> [RECORDS TO USE]
######

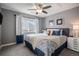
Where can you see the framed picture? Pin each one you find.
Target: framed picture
(59, 22)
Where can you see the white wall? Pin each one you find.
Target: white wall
(9, 25)
(0, 30)
(69, 17)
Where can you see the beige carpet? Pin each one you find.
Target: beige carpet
(21, 50)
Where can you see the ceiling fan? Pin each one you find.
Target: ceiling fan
(40, 8)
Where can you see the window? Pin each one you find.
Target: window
(30, 25)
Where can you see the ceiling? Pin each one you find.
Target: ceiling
(23, 8)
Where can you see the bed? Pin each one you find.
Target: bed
(44, 45)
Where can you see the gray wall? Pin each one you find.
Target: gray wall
(9, 25)
(0, 30)
(69, 17)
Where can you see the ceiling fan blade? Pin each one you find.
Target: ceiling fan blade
(31, 9)
(36, 12)
(47, 7)
(44, 12)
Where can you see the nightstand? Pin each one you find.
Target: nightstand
(73, 43)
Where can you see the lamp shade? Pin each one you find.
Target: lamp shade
(76, 26)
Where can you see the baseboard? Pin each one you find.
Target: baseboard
(8, 44)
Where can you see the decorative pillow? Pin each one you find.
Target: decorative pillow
(56, 33)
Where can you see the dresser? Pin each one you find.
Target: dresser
(73, 43)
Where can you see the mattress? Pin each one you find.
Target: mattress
(45, 43)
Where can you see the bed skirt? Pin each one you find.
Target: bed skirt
(38, 52)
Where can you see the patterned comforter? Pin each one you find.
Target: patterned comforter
(47, 44)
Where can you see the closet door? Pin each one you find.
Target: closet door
(0, 36)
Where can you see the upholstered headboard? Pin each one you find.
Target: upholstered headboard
(65, 31)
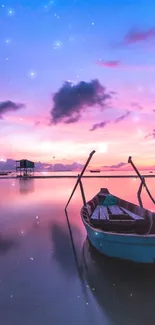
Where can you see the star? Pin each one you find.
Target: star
(11, 12)
(32, 74)
(7, 41)
(57, 45)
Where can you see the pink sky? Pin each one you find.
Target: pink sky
(37, 61)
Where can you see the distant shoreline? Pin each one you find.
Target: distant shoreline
(76, 176)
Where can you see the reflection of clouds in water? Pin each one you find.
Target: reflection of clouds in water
(7, 244)
(125, 291)
(61, 247)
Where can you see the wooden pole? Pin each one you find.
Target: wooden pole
(80, 176)
(82, 191)
(141, 178)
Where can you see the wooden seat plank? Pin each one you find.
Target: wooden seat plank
(114, 209)
(131, 214)
(103, 212)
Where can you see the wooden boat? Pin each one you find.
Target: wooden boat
(3, 173)
(118, 228)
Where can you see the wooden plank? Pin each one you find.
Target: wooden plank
(131, 214)
(103, 212)
(114, 209)
(95, 214)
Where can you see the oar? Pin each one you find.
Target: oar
(141, 178)
(80, 176)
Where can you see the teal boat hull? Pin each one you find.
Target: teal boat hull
(135, 248)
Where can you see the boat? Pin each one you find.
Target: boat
(119, 288)
(119, 228)
(3, 173)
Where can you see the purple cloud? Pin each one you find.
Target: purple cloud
(99, 125)
(72, 100)
(109, 64)
(136, 105)
(136, 36)
(122, 117)
(116, 166)
(8, 106)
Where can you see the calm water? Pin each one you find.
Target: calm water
(39, 279)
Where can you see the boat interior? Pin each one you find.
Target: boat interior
(112, 214)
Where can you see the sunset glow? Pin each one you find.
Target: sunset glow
(77, 77)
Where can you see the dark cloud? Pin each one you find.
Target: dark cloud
(9, 106)
(152, 135)
(116, 166)
(137, 106)
(109, 64)
(99, 125)
(10, 165)
(136, 36)
(122, 117)
(72, 100)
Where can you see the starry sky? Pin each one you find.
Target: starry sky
(77, 75)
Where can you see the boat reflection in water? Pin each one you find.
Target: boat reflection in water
(125, 291)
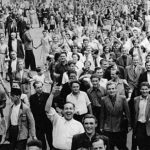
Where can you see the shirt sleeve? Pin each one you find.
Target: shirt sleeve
(87, 100)
(52, 115)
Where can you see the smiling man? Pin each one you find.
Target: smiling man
(64, 128)
(84, 140)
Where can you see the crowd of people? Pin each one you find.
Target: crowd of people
(92, 87)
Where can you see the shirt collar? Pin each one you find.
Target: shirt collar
(141, 98)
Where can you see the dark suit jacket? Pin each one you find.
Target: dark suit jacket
(143, 78)
(11, 29)
(108, 76)
(133, 77)
(24, 82)
(111, 116)
(37, 105)
(147, 113)
(9, 67)
(120, 61)
(26, 123)
(20, 52)
(82, 141)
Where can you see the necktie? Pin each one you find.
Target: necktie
(95, 62)
(124, 60)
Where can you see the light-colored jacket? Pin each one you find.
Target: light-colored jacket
(26, 123)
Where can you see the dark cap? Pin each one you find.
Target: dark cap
(16, 91)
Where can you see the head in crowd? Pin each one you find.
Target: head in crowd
(13, 55)
(34, 145)
(38, 86)
(111, 88)
(95, 80)
(144, 89)
(90, 123)
(75, 86)
(15, 95)
(99, 71)
(100, 142)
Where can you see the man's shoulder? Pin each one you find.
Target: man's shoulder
(79, 136)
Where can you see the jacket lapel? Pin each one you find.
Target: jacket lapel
(20, 111)
(147, 106)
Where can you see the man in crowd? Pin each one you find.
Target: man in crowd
(64, 128)
(28, 47)
(20, 122)
(42, 123)
(34, 145)
(95, 93)
(80, 100)
(113, 107)
(142, 115)
(84, 140)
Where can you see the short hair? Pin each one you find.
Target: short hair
(144, 84)
(38, 69)
(85, 39)
(37, 82)
(70, 103)
(36, 143)
(63, 53)
(86, 62)
(101, 137)
(94, 76)
(103, 60)
(76, 55)
(89, 116)
(75, 81)
(71, 71)
(110, 83)
(97, 68)
(70, 62)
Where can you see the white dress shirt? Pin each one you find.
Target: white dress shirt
(81, 101)
(142, 109)
(14, 45)
(14, 65)
(103, 82)
(14, 114)
(63, 130)
(148, 77)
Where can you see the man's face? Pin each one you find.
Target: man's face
(68, 111)
(72, 77)
(99, 145)
(124, 51)
(13, 55)
(144, 91)
(39, 88)
(90, 125)
(63, 57)
(15, 98)
(99, 73)
(13, 36)
(135, 61)
(75, 87)
(20, 65)
(148, 66)
(72, 67)
(111, 89)
(113, 74)
(33, 148)
(95, 82)
(105, 64)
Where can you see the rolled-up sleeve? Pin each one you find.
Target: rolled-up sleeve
(52, 115)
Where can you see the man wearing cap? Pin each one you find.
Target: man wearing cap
(28, 47)
(21, 123)
(16, 45)
(2, 119)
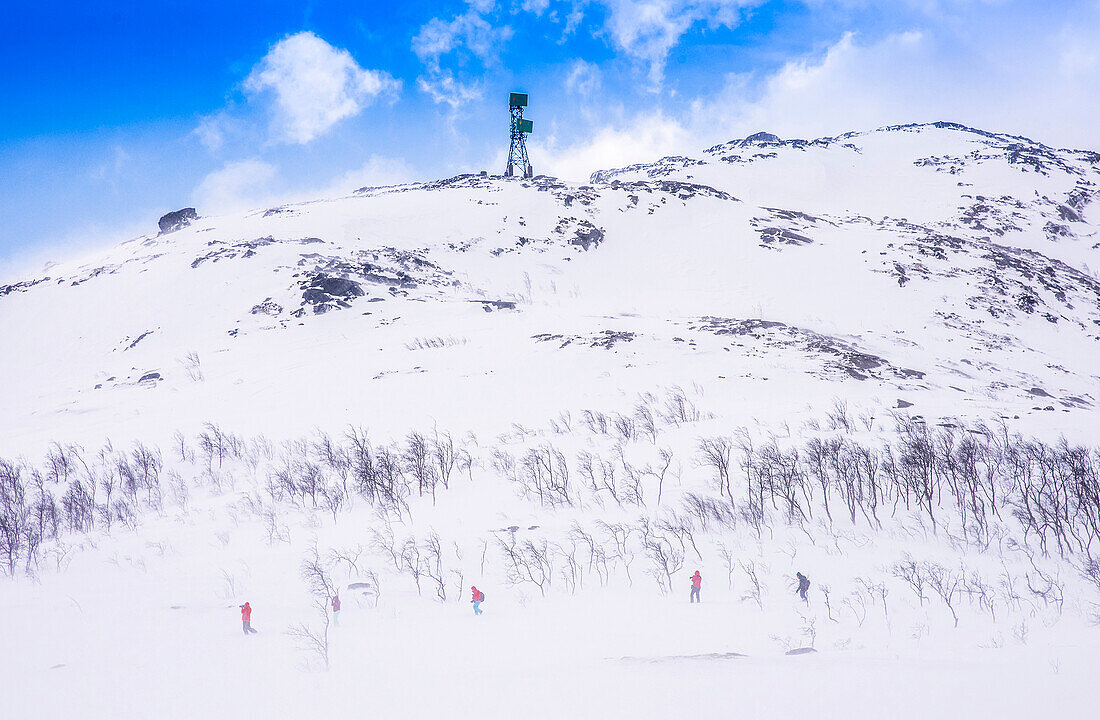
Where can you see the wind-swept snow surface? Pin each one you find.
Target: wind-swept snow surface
(854, 357)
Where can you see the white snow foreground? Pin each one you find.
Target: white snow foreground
(850, 357)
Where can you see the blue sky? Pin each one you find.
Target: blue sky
(118, 112)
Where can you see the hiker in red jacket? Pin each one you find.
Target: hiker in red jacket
(477, 596)
(246, 618)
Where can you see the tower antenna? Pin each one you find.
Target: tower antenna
(517, 151)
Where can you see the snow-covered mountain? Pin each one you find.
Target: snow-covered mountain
(854, 357)
(934, 265)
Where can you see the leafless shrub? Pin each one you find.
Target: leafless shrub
(754, 587)
(528, 562)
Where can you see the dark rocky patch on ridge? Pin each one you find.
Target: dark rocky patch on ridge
(840, 355)
(177, 220)
(604, 339)
(327, 292)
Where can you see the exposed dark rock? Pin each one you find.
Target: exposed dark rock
(843, 356)
(769, 235)
(140, 338)
(761, 139)
(177, 220)
(586, 235)
(327, 292)
(267, 308)
(490, 306)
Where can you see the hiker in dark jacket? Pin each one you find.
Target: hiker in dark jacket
(476, 598)
(246, 619)
(803, 586)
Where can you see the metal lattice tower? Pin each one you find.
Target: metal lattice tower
(517, 151)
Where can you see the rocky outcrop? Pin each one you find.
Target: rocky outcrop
(177, 220)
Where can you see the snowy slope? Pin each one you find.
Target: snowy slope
(956, 258)
(768, 291)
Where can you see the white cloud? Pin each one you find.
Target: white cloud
(315, 86)
(444, 89)
(1042, 85)
(584, 78)
(468, 32)
(648, 30)
(240, 185)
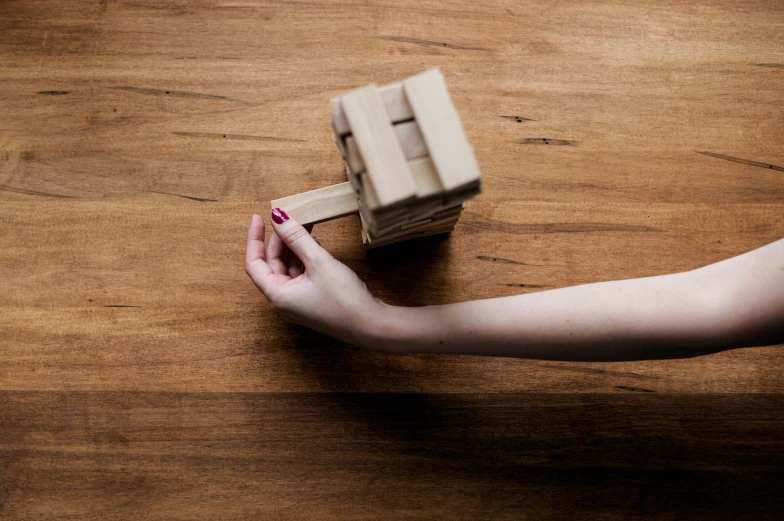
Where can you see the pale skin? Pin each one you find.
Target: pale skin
(738, 302)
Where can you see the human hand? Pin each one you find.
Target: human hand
(308, 286)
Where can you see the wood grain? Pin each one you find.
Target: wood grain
(442, 130)
(322, 204)
(143, 376)
(381, 152)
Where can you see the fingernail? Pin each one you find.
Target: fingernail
(279, 216)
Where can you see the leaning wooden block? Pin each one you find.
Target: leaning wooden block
(320, 205)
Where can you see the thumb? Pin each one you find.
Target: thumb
(295, 236)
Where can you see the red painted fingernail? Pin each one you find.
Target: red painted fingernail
(279, 216)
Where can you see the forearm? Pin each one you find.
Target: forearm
(657, 317)
(738, 302)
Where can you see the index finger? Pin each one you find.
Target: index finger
(255, 263)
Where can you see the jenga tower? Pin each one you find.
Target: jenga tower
(409, 164)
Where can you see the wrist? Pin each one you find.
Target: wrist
(386, 328)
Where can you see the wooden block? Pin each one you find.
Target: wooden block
(422, 224)
(320, 205)
(408, 135)
(440, 125)
(370, 243)
(425, 177)
(395, 103)
(385, 163)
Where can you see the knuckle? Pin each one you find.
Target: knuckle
(297, 234)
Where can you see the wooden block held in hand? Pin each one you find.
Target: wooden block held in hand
(320, 205)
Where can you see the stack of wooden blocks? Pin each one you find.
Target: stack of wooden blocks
(409, 164)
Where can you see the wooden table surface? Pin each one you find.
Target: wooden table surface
(142, 376)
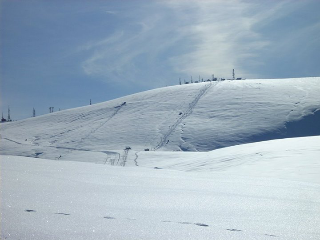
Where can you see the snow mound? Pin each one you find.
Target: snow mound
(193, 117)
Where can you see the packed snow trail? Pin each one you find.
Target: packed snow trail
(117, 109)
(164, 139)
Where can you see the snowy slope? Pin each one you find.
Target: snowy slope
(266, 190)
(246, 190)
(194, 117)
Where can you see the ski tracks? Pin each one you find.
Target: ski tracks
(187, 113)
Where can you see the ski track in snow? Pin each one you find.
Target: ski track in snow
(188, 112)
(92, 131)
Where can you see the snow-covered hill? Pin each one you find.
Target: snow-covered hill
(265, 190)
(194, 117)
(224, 184)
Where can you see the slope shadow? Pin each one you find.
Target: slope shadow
(307, 126)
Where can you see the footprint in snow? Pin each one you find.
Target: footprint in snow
(270, 235)
(234, 230)
(184, 222)
(29, 210)
(202, 224)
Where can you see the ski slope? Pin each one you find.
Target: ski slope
(225, 160)
(194, 117)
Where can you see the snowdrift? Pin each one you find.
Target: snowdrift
(193, 117)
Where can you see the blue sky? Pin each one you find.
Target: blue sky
(63, 53)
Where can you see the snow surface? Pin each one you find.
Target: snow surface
(194, 117)
(103, 183)
(244, 192)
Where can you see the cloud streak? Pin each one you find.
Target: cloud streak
(185, 38)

######

> [YOUR GOAL] Extract every line from the one with "Where can you see the snow mound?" down to the final line above, both included, exactly as written.

> [OUTPUT OF THE TASK]
Where can you see the snow mound? Pin each one you find.
Target: snow mound
(193, 117)
Where can you see the packed snow trail? Pin each one you find.
Target: packed snow trail
(117, 109)
(164, 139)
Where can you see the snowy slope? Pin each one you find.
Target: snowy slope
(266, 190)
(246, 190)
(194, 117)
Where can you see the ski tracks? Pin each one you find.
Target: ski tracks
(187, 113)
Where can you see the ski track in snow? Pin each one you find.
Target: ski track in snow
(188, 112)
(92, 131)
Where can you see the snow-covered hill? Pin each one you find.
Target: snow-covered hill
(265, 190)
(194, 117)
(224, 184)
Where can you see the slope shadow? Pin each one you find.
Target: slope shadow
(307, 126)
Where can you see the footprint in snow? Pin each one you find.
Target: footprint in snow
(270, 235)
(234, 230)
(184, 222)
(29, 210)
(202, 224)
Where can you see the ski slope? Pin each one you find.
Target: ski slope
(225, 160)
(194, 117)
Where can you see the snowdrift? Pin each one you find.
Target: snowdrift
(193, 117)
Where can you see the blue sky? Pin each one you find.
Target: blue sky
(63, 53)
Where can you see the snow surface? Pin each one you find.
Target: snow surface
(194, 117)
(103, 183)
(244, 192)
Where can you see the cloud streak? Pin each one you find.
Target: cloud streak
(185, 38)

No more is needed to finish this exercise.